Bun Maska - the missing link in the above story of the emergence of a distinctly Mumbai sandwich culture is the role of Parsi bakeries and cafes in popularising sandwich-eating among Mumbaikars. Without them, sandwich-eating might well have remained a distinctly British habit, confined to the colonial spaces of officer messes, railways canteens, and club kitchens. Parsis are the descendants of Persian Zoroastrians who fled to India from religious persecution, with a large community settling in Mumbai. During British colonial rule Parsi bakers, already skilled in producing oven-baked leavened bread, began making British-style breads to sell to colonising expatriates. Over time Parsi cafes sprang up throughout the city that would serve these breads, sandwiches and other baked-goods alongside sweet milky cups of tea, or what became known as Irani chai. Over the decades these cafes became increasingly popular with local Mumbaikars, partly because they provided inexpensive sustenance at busy locations near train stations and mills, and partly because everybody was welcome regardless of caste, creed or gender.

Bun maska, served with Irani chai.

Enter the bun maska…. We might see this as one of the primogenitors of Mumbai sandwich culture. This very simple snack (“bun maska” literally translates to “bread and butter”), became a popular accompaniment of choice to the cups of hot Irani chai served at Parsi cafes in the early 20th Century, and played an important role in popularizing the consumption of white leavened bread sandwiches in Mumbai. It is simply a soft white and often sweet bread bun, slathered with a generous quantity of butter, and sometimes toasted. It really doesn’t get much simpler than this, but of course the bread must be soft and spongy, and the butter must be whipped to perfection, and often combined with cream and sugar. Yet despite its simplicity, behind it lies a very complex history of migration, colonialism, and cultural exchange, with a legacy upon the contemporary food culture of Mumbai that is just as rich and complex as its past.

The Yazdani bakery or Kiyani & Co. restaraunt and bakery have been supplying Mumbaikars with bun maskas for generations.

The Parsi Yazdani bakery serves delicious bun maska.

-*-

* _Exercise 1_
Tally the lines of the entries that contain the string "face", and give only the number.
The bun maska text and the entries are separate, unrelated material.

-*-

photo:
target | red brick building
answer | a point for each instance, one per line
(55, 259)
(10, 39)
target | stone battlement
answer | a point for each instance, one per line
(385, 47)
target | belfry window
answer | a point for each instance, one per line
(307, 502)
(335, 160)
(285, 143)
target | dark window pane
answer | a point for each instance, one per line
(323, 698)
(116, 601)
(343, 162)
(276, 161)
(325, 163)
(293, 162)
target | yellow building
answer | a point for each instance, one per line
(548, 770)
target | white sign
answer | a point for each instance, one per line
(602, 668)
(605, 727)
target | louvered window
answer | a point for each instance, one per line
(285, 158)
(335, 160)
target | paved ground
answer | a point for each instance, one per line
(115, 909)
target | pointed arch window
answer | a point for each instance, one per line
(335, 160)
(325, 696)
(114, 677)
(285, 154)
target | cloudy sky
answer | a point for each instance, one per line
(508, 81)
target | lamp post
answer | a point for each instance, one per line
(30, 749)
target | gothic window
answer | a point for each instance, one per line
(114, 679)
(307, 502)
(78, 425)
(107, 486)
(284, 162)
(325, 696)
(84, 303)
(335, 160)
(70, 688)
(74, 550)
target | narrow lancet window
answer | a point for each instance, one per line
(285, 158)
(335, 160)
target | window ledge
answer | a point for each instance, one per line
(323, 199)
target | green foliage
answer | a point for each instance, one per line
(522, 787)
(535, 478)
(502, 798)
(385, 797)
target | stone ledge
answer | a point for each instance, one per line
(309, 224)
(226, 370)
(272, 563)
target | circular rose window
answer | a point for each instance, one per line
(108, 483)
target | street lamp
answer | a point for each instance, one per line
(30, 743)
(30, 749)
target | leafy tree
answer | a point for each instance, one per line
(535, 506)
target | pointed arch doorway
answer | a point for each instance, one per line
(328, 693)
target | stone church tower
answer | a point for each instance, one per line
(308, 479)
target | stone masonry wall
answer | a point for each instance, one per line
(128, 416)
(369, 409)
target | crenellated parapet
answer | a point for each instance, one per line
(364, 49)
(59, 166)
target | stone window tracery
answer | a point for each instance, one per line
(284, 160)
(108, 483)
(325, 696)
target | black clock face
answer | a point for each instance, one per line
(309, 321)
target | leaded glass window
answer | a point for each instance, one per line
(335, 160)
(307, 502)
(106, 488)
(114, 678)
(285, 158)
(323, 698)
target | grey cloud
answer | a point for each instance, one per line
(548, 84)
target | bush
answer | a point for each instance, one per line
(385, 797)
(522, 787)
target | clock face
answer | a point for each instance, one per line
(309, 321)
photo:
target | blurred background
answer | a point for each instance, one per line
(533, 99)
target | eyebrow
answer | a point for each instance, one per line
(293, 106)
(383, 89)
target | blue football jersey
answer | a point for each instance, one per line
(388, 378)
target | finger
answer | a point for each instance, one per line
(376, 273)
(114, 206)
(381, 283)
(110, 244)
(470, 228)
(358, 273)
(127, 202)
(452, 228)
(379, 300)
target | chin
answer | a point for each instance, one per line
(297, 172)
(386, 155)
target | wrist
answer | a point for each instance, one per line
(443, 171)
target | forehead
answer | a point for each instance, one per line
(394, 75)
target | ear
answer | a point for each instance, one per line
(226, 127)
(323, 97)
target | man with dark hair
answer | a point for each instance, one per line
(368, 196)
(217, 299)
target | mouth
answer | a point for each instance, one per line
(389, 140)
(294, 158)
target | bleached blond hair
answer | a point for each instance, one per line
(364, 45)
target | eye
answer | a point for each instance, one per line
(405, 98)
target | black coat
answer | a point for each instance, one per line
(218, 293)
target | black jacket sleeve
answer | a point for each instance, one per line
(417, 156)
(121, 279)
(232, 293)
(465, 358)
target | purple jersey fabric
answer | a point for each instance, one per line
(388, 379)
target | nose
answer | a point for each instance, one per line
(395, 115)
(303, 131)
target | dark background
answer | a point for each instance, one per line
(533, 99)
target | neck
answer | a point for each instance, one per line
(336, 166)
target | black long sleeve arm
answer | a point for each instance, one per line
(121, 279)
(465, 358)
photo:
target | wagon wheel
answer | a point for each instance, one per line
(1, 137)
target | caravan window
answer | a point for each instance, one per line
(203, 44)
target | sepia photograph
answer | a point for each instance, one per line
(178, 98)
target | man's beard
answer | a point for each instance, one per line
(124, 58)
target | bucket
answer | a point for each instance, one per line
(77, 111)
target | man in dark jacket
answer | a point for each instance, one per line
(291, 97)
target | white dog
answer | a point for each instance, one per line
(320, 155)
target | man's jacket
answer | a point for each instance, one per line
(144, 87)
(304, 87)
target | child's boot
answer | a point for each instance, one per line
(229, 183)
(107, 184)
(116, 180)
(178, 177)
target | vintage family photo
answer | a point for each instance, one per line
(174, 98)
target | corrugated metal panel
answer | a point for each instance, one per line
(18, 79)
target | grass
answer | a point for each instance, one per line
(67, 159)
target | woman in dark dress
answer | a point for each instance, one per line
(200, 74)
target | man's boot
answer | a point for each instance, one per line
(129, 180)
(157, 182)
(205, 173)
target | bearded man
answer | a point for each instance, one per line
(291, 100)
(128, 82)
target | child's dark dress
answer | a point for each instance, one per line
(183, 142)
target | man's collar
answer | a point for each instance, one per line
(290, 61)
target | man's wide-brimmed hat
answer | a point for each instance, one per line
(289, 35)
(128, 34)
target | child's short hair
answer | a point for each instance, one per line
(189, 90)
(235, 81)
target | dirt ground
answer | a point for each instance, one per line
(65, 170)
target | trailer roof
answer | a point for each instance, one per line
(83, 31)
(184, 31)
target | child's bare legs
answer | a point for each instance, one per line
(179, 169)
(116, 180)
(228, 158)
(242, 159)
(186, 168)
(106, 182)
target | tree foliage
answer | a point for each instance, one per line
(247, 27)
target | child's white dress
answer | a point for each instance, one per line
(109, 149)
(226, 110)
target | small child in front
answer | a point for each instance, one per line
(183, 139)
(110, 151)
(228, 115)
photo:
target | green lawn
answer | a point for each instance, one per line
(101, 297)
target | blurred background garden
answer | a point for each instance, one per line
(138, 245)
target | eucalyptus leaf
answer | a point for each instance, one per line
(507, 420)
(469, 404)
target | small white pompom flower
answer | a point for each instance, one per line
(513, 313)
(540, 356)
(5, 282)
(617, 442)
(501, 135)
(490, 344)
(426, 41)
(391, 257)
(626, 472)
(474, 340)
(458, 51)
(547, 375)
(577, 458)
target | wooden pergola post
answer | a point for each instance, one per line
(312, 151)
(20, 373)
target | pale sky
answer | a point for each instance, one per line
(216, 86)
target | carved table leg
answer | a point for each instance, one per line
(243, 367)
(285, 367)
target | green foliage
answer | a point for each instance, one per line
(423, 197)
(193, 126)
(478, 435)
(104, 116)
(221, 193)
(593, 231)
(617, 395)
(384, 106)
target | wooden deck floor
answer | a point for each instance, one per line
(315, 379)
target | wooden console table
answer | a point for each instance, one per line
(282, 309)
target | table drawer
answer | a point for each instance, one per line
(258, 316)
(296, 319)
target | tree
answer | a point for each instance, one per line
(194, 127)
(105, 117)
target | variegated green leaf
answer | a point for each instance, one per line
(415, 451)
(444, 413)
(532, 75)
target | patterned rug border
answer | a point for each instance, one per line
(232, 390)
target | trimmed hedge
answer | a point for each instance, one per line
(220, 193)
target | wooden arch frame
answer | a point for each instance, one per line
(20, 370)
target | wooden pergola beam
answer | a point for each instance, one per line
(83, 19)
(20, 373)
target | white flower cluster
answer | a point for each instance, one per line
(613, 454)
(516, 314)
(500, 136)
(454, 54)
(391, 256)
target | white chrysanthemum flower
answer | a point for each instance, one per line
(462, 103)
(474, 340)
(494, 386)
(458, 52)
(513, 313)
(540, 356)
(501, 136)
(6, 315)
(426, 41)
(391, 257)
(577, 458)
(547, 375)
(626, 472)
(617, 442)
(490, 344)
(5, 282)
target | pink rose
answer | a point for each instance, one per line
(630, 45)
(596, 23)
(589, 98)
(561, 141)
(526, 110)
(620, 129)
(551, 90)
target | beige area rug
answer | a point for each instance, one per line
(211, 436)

-*-

* _Exercise 2_
According to the bun maska text, what does "bun maska" literally translate to?

* _Written solution 1_
2

* _Written solution 2_
Bread and butter.